===== Data provided

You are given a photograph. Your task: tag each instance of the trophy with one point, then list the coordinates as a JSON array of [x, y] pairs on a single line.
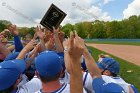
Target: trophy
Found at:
[[53, 17]]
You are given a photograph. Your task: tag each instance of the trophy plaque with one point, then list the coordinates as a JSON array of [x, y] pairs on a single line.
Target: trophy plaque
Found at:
[[53, 17]]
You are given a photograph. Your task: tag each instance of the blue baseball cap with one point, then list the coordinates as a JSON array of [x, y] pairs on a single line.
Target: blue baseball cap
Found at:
[[109, 64], [10, 71], [100, 86], [48, 63], [12, 56]]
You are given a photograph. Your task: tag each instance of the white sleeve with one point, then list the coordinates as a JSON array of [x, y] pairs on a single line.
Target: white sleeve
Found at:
[[116, 80], [87, 81], [31, 87]]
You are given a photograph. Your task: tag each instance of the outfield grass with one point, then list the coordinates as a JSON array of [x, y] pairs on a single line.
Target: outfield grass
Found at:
[[115, 42], [129, 72]]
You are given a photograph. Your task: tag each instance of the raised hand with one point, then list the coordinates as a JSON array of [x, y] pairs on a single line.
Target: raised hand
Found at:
[[75, 49], [31, 45], [39, 32], [13, 30]]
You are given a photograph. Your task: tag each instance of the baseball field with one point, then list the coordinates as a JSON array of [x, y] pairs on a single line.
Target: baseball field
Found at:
[[127, 54]]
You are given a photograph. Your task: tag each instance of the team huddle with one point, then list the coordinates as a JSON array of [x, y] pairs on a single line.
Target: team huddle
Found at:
[[50, 63]]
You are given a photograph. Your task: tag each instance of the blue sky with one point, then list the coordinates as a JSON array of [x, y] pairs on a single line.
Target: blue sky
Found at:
[[115, 8], [30, 12]]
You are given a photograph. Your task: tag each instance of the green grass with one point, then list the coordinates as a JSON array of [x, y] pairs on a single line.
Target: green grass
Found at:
[[115, 42], [130, 77]]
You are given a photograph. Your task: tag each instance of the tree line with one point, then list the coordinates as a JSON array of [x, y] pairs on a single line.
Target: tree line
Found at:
[[124, 29]]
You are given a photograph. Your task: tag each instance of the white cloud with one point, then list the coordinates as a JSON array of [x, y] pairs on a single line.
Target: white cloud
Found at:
[[132, 9], [30, 12], [107, 1]]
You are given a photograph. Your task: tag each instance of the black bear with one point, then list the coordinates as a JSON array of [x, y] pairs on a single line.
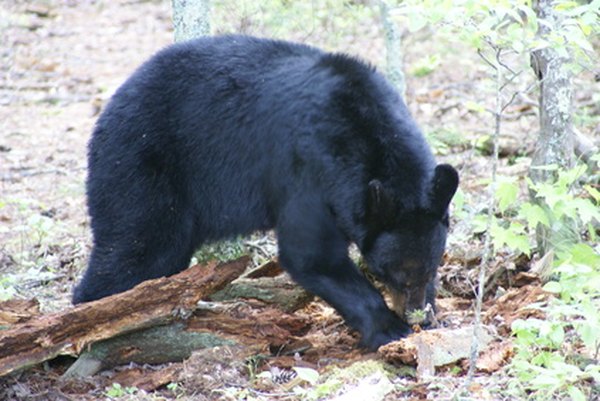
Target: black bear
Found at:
[[226, 135]]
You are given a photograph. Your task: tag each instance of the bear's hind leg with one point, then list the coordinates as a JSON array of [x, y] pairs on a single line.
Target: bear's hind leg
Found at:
[[124, 257]]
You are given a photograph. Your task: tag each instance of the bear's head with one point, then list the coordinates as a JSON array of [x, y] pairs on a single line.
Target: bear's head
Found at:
[[404, 246]]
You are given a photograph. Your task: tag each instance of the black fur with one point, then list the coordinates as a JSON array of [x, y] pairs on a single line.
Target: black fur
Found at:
[[227, 135]]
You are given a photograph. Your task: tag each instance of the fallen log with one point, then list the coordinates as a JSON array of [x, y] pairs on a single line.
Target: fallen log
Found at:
[[152, 303], [208, 327]]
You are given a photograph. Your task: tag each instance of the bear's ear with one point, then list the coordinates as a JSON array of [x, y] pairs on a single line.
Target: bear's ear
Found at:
[[444, 185], [380, 204]]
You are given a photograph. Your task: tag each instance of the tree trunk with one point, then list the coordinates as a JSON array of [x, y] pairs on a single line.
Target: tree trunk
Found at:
[[393, 47], [555, 144], [191, 19], [152, 303]]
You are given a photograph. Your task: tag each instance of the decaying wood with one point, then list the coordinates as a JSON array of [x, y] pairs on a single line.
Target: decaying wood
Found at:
[[280, 291], [152, 303], [433, 348], [239, 325]]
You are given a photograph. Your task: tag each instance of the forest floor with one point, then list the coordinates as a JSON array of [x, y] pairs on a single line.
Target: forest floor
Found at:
[[61, 61]]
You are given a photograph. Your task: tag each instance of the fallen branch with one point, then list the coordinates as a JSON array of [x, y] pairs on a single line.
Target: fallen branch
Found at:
[[152, 303]]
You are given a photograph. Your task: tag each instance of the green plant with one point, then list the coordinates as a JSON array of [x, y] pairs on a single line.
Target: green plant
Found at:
[[117, 391], [557, 358]]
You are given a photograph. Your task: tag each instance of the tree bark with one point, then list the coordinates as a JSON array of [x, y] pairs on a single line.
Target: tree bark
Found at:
[[191, 19], [393, 47], [555, 143], [152, 303]]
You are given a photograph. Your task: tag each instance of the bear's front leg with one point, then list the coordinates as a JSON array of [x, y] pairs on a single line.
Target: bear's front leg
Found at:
[[315, 253]]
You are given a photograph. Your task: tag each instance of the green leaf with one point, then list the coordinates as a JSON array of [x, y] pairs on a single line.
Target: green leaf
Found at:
[[534, 215], [552, 286], [308, 375], [506, 193], [587, 210], [593, 192], [575, 394]]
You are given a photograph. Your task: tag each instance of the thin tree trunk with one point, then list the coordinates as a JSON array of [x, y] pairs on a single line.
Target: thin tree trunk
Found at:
[[191, 19], [393, 47], [555, 144]]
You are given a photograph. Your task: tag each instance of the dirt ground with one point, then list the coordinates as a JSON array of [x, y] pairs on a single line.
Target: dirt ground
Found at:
[[61, 61]]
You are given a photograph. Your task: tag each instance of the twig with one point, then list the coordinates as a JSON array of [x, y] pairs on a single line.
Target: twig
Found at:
[[488, 248]]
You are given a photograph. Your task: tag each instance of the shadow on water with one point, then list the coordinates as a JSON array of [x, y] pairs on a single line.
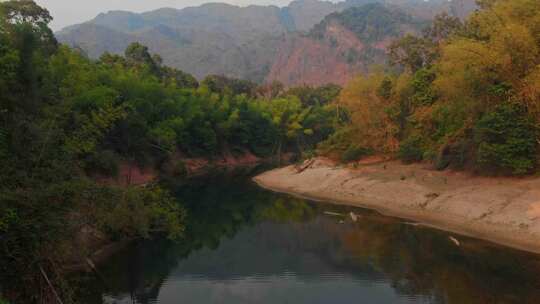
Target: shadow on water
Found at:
[[247, 245]]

==========

- _Work task_
All lines above holding the word "raised" make up the answer; copy each one.

- _Response box_
You are given a photograph. Your task: tag each instance of the raised hand with one point, then list the coordinates as a JSON array of [x, y] pairs on a single line.
Target: raised hand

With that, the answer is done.